原文抜粋 —
################
Up 2次補正予算──合計121.1兆円の金造り 作成: 2020-05-28
更新: 2020-05-28


    2次補正予算(案) が決定された。
    後は国会を通過して,成立である。

    今回の財政支出 (「国費+財政投融資」) は,72.7兆円。
    1次補正の財政支出 48.4兆円と合わせると,121.1兆円。
    この121.1兆円の金はどこから出てくるかというと, 「国債」を名義にして,造るのである。

    「金を造る」と言っても,紙幣を印刷したり貨幣を鋳造したりするわけではない。
    口座から口座へ数字を渡していくだけのことである。
    簡単なものである。


    財政はもうずっと前から(たが)が外れっ放しであり,いまさらどうということはない。
    しかしあまり調子に乗っていると,「納税」とか「消費税」とか「年金基金」とかの嘘がバレることになる。
    鈍感な国民もさすがに気づいて,「金を造れば済むことじゃないの?」となってしまう。

      消費税率引き上げであれだけ騒いで,消費税収入はいくら増えたか。
      2兆円である。


      読売新聞, 2020-05-28
    2次補正 32兆円決定
    政府 家賃・資金繰り支援
     政府は27日の持ち回り閣議で、新型コロナウイルスの感染拡大に対応する2020年度第2次補正予算案を決定した。 追加対策の事業規模は117・1兆円で、経済対策として最大の4月の緊急経済対策に並ぶ。 感染対策の長期化に備え、雇用維持や事業継続に向けて企業の負担軽減や金融支援の強化に重点を置いた。
################
保存済みデータ項目:
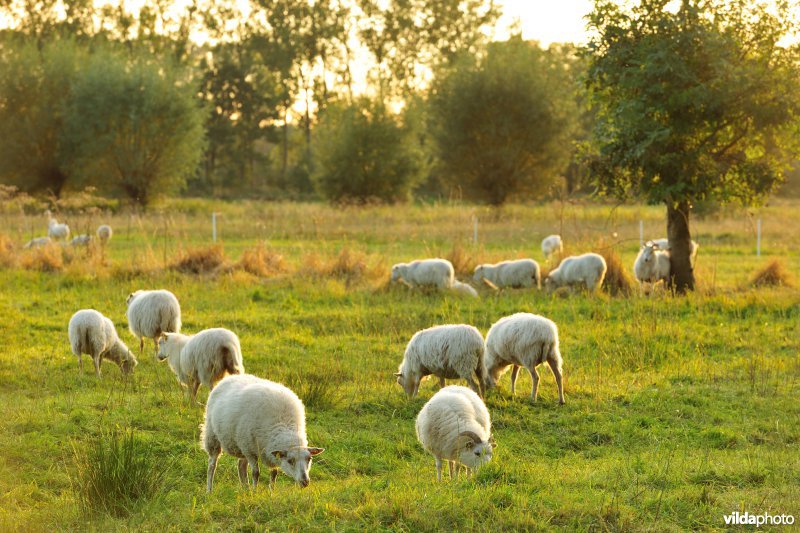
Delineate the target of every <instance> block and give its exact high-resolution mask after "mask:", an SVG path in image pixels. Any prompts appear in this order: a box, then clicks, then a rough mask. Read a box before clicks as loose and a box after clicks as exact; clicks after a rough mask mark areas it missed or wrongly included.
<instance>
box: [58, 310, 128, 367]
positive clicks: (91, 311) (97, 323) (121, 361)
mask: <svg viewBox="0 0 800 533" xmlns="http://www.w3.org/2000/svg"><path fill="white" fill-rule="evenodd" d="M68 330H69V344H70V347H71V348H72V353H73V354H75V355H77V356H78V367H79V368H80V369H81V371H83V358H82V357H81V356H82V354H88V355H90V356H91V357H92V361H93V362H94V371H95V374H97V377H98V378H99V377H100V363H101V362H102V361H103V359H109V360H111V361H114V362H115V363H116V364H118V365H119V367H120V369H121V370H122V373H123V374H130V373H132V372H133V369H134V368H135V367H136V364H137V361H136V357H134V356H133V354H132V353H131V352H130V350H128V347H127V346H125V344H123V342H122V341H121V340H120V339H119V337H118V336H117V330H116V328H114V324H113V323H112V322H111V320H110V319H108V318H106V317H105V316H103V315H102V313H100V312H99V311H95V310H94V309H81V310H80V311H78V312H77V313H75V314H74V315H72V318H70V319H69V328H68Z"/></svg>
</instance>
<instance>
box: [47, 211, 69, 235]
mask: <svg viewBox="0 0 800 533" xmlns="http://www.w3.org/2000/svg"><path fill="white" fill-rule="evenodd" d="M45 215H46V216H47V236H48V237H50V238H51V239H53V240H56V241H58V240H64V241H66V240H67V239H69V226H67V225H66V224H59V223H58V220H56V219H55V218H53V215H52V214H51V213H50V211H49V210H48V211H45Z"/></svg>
################
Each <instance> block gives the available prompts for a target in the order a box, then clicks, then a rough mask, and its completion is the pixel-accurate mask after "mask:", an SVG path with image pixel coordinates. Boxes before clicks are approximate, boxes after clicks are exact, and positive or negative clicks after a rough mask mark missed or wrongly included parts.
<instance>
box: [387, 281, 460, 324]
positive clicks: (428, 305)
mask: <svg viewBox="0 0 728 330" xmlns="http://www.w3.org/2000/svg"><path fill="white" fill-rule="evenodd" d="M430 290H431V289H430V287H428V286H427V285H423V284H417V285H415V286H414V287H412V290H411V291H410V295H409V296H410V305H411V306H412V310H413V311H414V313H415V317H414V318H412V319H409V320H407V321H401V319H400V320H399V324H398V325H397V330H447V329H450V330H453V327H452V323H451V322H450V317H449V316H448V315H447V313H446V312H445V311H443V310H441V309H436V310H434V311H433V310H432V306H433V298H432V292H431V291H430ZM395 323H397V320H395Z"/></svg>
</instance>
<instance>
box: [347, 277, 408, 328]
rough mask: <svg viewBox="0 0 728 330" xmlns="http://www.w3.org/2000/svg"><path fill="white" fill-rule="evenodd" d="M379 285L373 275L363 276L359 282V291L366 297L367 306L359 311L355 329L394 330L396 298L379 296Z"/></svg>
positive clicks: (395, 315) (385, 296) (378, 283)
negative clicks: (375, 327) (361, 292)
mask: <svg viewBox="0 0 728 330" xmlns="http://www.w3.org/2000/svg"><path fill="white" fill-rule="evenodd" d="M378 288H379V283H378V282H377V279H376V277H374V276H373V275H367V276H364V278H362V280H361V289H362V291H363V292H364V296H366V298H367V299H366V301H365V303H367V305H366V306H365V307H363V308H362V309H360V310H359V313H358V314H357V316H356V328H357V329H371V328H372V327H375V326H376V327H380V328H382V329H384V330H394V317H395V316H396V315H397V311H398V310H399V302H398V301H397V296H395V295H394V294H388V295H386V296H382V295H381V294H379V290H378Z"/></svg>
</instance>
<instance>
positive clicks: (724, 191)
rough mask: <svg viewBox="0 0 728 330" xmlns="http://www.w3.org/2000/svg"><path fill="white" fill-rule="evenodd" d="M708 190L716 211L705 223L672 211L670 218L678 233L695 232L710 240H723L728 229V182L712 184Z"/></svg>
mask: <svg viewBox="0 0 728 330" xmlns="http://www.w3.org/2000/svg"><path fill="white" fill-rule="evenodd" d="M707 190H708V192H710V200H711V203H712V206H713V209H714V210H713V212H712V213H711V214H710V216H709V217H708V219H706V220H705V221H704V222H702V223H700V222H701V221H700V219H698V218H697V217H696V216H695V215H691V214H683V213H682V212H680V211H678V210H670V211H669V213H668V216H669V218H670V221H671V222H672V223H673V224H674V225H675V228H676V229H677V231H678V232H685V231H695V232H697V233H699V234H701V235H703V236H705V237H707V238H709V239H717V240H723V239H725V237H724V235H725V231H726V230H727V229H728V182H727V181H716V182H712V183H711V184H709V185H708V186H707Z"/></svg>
################
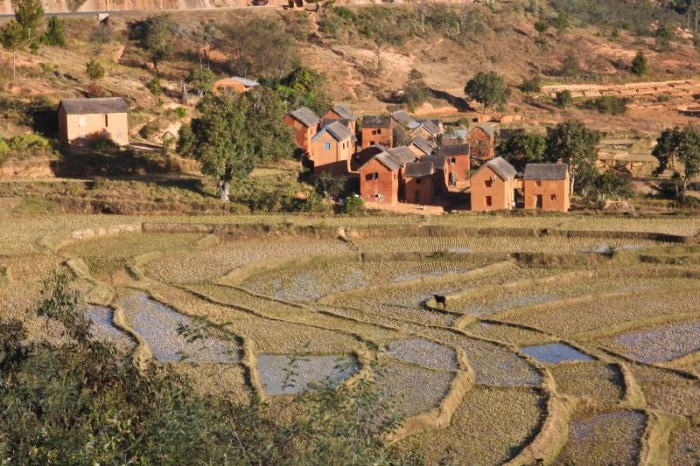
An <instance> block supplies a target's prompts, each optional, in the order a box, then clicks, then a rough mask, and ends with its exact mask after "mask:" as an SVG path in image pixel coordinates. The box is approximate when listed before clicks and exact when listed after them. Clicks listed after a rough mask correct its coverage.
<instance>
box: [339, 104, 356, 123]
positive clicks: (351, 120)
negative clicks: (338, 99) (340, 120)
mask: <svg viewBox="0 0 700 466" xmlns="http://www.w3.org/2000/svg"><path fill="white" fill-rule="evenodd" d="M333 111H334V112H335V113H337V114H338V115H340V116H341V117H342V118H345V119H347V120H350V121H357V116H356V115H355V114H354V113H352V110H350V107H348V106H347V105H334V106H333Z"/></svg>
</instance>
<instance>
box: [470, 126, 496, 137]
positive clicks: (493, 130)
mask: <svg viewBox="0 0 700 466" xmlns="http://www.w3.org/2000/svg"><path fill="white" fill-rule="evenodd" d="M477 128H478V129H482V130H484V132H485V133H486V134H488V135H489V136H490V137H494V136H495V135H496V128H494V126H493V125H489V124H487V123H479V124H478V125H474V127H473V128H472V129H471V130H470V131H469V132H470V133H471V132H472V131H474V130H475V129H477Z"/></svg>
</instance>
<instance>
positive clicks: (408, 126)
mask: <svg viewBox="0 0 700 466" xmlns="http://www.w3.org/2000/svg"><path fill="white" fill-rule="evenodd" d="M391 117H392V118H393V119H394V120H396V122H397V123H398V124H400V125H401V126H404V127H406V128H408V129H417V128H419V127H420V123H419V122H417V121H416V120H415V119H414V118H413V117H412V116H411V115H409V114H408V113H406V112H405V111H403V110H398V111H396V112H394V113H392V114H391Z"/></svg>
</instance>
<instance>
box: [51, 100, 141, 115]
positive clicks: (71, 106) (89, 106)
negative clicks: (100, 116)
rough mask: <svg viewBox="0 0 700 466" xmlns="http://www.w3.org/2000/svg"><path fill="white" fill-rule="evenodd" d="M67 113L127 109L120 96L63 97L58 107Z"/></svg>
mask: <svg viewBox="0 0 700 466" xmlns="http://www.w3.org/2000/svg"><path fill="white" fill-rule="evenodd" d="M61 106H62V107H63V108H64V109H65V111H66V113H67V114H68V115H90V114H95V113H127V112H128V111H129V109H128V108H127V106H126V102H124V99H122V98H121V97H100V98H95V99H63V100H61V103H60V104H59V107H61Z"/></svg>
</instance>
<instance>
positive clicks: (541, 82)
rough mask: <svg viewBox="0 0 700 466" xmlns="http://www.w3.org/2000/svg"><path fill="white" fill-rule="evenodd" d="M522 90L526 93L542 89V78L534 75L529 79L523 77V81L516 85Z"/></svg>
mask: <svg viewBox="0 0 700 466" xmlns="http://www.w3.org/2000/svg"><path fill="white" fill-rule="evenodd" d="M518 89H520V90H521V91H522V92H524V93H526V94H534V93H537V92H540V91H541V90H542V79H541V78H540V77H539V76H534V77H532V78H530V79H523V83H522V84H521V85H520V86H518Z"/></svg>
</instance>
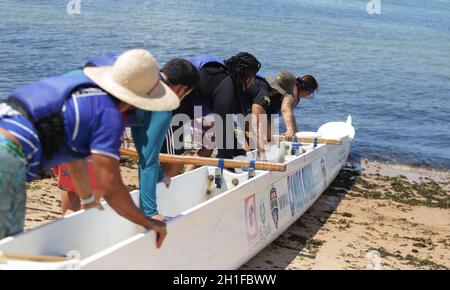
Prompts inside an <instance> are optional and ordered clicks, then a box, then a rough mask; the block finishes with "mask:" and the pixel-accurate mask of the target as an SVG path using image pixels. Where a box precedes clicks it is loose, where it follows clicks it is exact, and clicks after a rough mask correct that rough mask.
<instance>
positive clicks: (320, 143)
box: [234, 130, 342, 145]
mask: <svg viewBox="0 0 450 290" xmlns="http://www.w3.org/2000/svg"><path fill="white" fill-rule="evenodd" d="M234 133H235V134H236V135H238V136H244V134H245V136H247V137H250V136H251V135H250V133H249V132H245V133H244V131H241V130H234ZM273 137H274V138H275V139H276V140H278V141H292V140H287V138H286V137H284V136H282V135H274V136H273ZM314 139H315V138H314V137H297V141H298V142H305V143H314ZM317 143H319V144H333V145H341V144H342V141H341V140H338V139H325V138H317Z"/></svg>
################
課題 — 2次補正予算についての文章を、最後の文の後から書き継いでください。 これらの記録はここでは使わない。

解答 —
    事業規模 117兆円に
     1次補正と2次補正の事業規模の合計は233.9兆円で、国内総生産(GDP) の約4割に相当する。 2次補正の歳出総額は31兆9114億円で、1次補正(25兆6914億円) を上回った。 国費に財政投融資を加えた財政支出は72.7兆円で、1次補正の48.4兆円よりも約5割大きい。
     2次補正では、休業で収入が減った事業者に対する「家賃支援給付金」を新設し、2兆242億円を盛り込んだ。 1か月の売上高が1年前の半分以下になったなどを条件に、中堅・中小企業や個人事業主に1か月あたり最大100万円を6か月分支給する。
     企業の資金繰り支援には11兆6390億円を使う。 中小・小規模事業者向けの実質無利子・無担保の融資枠の拡大や、融資でも返済順位が低いために資本に近い扱いを受ける「劣後ローン」による財務基盤の強化などで、金融支援の事業規模は94兆円拡大し、計139兆円規模になる。
     企業が従業員に支払う休業手当を補助する「雇用調整助成金」の1日あたりの上限も8330円から1万5000円に引き上げる。 複雑な手続きや自己負担を理由に申請しない企業が出ているため、従業員が直接申請できる制度を創設し、賃金の約8割を支給する。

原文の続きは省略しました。